OBJECTIF A — D'après l'intervention sur la politique spatiale, dans quelle ville le centre d'excellence spatial de l'OTAN est-il installé ?

Intervention de Bastien Lachaud

Séance en hémicycle du mercredi 29 septembre 2021 à 21h30
Exploitation de lanceurs au centre spatial guyanais — Discussion générale

Photo issue du site de l'Assemblée nationale ou de WikipediaBastien Lachaud :

Ce texte entérine un partage des tâches entre toutes les parties intéressées au maintien et au développement d'un lanceur européen. En tant que tel, nous ne pouvons y être opposés. Mais il est absurde de séparer cette question du reste de la politique spatiale de la France. Elle en est la pierre angulaire et, à ce titre, l'approuver reviendrait à approuver l'ensemble de la politique.

Or il ne saurait en être question. La politique spatiale décidée par le Gouvernement ces dernières années est empreinte de suivisme, de naïveté et d'idéologie. Elle ne permet pas de faire face aux grands défis auxquels l'humanité est confrontée. L'espace est une nouvelle frontière et, si nous ne travaillons pas à en rendre l'exploration utile à toute l'humanité, nous y reproduirons les désastres que le capitalisme a semés sur terre : la guerre et la pollution. La course folle au profit a déjà ses emblèmes en la personne des trois milliardaires qui règlent leur rivalité à coups de fusées.

Mais que font les États ? La France en tout cas laisse filer. Les États-Unis, eux, poussent leurs pions, convaincus qu'un mégalomane étasunien, c'est déjà une victoire pour eux. Ils observent, avec les Musk et Bezos, l'adage que l'on prête à Roosevelt à propos du dictateur Somoza : « C'est un salaud, mais c'est notre salaud ! » D'ailleurs, les États-Unis font tout pour permettre la ruée vers l'espace. En 2015, à la fin de la présidence de Barack Obama, ils ont par exemple adopté une loi, le Space Act, portant sur les vols spatiaux commerciaux et autorisant l'appropriation et l'exploitation des éventuelles ressources minières trouvées dans l'espace.

Face à cela, le Gouvernement n'a proposé aucune action diplomatique d'ampleur ; il n'a essayé de former aucune coalition pour protester contre cette décision unilatérale qui contrevient au traité de l'espace de 1967. Au contraire, le Gouvernement a cherché à noyer le poisson en mettant en scène d'autres menaces pour faire oublier la stratégie hégémonique des États-Unis. Il lui a paru plus confortable de livrer la Chine et la Russie à la détestation de l'opinion plutôt que d'assumer une position non alignée claire et ferme. Le comble fut d'accepter l'installation du centre d'excellence spatial de l'OTAN à Toulouse. Après cela, comment ne pas être considéré justement comme un auxiliaire servile de l'impérialisme américain ?

EXTRAIT DE DONNÉES —
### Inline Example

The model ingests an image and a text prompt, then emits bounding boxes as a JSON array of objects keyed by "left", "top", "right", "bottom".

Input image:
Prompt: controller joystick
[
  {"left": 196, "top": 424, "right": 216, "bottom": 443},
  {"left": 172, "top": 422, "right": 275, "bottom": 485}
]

OBJECTIF B — Remplacez « bounding boxes » par « detection boxes » dans tous les enregistrements, puis recopiez-les sans rien changer d'autre.

RÉPONSE CORRECTE A — À Toulouse.

RÉPONSE CORRECTE B —
### Inline Example

The model ingests an image and a text prompt, then emits detection boxes as a JSON array of objects keyed by "left", "top", "right", "bottom".

Input image:
Prompt: controller joystick
[
  {"left": 196, "top": 424, "right": 216, "bottom": 443},
  {"left": 172, "top": 422, "right": 275, "bottom": 485}
]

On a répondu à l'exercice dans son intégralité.